_STATED EXERCISE_. Select every line in the records that contains the word "step" and copy each one out in full.

_DATA ROWS_.

☆ ☆ ☆ ☆ ☆

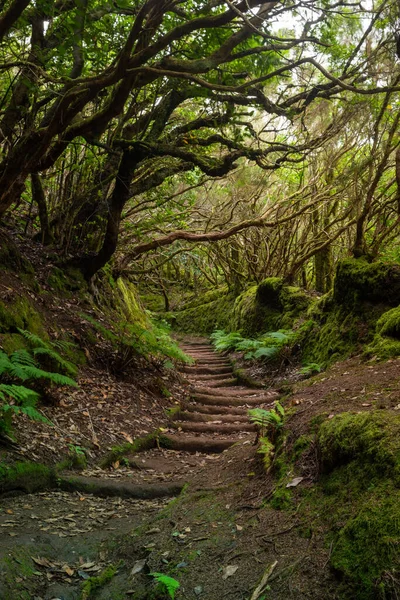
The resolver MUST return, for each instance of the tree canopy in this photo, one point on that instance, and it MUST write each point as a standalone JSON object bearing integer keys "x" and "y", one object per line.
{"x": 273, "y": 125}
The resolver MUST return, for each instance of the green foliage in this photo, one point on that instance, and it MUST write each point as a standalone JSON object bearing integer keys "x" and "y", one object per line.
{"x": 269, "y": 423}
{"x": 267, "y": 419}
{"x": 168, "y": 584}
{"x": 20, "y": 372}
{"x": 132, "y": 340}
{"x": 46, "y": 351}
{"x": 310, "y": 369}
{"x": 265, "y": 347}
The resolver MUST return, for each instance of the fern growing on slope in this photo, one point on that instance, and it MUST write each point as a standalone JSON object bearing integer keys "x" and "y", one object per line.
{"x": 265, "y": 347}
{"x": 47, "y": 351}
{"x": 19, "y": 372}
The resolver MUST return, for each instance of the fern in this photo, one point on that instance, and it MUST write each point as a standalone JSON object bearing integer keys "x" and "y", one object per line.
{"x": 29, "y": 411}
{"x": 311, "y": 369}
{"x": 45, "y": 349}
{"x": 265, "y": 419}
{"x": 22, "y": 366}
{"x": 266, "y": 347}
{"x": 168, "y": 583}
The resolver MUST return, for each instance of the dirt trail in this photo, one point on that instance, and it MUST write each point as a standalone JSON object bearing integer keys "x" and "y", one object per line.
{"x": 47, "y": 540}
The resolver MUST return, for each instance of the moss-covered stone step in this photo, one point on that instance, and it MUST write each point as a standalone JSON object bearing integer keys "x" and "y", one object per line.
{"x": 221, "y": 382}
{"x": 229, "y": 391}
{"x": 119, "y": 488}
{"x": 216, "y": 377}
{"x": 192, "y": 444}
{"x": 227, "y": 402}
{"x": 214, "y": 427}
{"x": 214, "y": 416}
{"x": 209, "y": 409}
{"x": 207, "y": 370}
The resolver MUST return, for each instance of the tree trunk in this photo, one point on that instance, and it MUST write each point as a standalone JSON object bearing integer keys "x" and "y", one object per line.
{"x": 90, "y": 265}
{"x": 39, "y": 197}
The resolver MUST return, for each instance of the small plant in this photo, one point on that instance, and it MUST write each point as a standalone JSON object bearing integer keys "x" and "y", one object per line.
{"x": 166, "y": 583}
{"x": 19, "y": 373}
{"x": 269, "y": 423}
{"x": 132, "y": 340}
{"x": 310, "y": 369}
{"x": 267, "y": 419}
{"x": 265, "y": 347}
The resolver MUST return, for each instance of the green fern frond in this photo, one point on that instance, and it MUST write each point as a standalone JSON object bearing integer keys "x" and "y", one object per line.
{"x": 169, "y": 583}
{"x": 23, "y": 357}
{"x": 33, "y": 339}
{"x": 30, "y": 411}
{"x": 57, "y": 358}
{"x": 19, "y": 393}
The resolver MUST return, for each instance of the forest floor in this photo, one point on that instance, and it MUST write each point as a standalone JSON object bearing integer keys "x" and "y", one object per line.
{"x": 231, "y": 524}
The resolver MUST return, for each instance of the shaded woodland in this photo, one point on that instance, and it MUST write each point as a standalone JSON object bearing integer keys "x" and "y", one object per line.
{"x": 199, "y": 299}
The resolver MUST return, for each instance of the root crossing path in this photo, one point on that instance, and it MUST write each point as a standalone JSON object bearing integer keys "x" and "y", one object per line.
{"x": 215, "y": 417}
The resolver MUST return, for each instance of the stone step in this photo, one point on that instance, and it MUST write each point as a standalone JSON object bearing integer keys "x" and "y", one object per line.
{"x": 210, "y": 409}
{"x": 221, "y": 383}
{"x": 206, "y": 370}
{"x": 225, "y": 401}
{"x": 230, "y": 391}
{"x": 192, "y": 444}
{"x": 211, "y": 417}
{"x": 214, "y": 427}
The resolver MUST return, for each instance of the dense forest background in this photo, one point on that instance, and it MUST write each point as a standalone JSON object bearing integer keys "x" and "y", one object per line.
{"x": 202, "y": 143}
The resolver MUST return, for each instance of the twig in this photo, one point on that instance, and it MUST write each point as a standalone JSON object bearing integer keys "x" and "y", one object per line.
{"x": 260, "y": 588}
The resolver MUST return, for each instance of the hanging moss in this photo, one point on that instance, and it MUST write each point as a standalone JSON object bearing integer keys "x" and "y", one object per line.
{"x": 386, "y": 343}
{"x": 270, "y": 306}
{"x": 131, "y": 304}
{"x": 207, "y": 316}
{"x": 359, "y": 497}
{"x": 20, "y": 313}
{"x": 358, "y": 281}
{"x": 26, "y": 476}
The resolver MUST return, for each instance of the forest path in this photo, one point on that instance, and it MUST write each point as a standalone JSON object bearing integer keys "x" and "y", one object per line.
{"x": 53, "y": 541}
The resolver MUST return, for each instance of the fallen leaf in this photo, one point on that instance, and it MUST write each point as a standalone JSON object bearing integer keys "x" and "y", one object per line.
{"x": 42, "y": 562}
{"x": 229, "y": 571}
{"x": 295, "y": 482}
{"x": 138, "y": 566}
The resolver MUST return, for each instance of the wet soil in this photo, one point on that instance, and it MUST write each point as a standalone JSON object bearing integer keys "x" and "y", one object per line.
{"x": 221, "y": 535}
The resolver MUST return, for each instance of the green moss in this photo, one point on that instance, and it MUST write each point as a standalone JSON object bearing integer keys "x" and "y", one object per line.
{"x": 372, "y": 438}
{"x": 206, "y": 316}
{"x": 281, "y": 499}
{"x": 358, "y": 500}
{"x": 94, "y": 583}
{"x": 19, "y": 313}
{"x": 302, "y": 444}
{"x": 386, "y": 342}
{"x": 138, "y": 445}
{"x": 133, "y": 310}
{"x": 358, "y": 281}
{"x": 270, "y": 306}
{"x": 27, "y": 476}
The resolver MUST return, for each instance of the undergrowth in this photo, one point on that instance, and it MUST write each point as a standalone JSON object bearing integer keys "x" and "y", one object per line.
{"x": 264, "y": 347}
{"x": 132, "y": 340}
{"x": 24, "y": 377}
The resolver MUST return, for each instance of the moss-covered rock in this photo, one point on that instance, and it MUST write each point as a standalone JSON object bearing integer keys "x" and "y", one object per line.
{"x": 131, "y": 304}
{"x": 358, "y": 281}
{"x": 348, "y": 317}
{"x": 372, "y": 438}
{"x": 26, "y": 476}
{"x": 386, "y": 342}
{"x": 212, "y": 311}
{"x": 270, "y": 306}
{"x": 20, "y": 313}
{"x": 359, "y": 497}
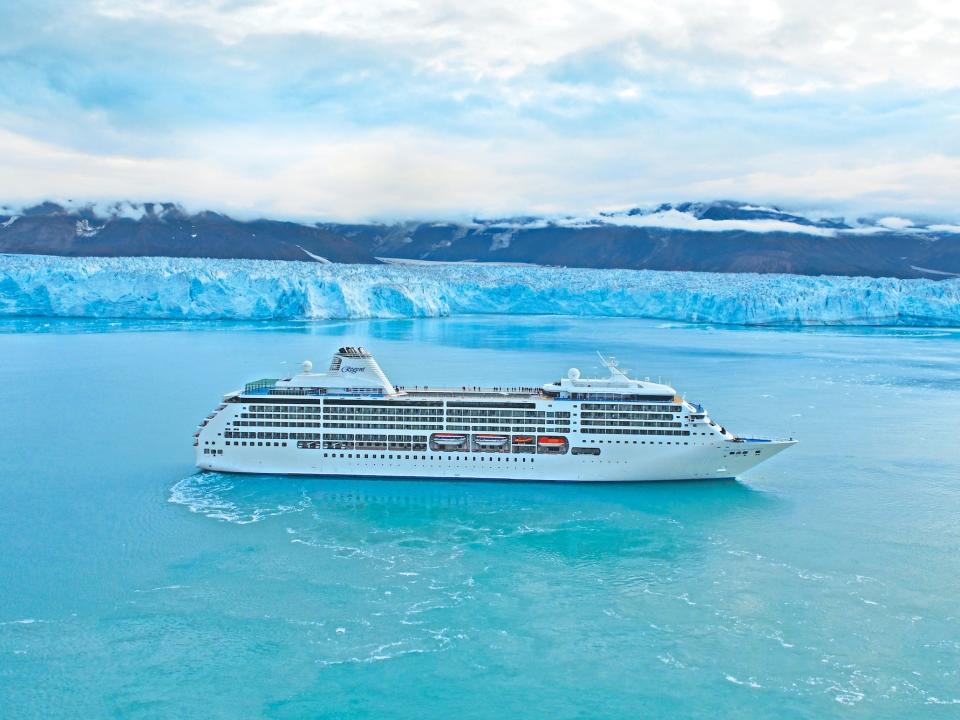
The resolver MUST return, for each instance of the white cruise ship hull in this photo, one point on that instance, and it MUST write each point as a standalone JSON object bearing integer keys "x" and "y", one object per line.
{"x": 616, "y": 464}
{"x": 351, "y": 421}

☆ ☆ ☆ ☆ ☆

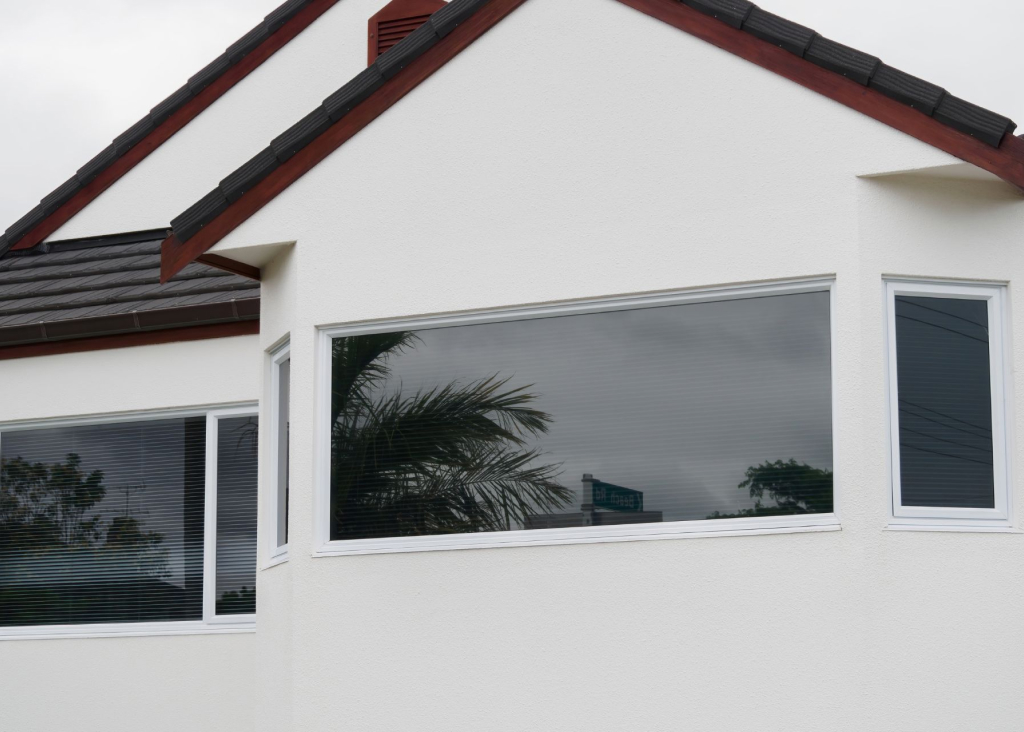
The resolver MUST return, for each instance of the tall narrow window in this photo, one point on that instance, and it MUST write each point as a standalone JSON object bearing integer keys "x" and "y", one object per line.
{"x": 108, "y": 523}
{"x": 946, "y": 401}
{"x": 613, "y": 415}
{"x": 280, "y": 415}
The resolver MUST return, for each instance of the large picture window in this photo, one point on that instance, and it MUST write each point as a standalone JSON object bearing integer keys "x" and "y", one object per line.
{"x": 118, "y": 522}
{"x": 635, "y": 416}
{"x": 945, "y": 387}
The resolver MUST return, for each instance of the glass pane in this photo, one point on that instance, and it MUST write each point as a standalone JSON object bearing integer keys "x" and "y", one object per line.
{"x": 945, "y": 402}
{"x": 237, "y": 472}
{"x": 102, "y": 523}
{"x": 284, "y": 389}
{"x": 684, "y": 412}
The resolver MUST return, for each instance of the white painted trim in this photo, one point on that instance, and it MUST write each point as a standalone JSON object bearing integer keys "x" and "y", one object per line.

☆ ☆ ☆ ☆ ☆

_REPLY_.
The resolver MUST return, for each instance of the moss-covered stone step in this photo, one point on that instance, and it MUST write each point as a standalone JSON object bearing integer keys "x" and "y", one object per line.
The resolver MUST return, for each instance of the stone step in this photo, one point on that instance, and it MUST write each point as a standalone JSON object bearing integer keys "x" and "y", one object per line.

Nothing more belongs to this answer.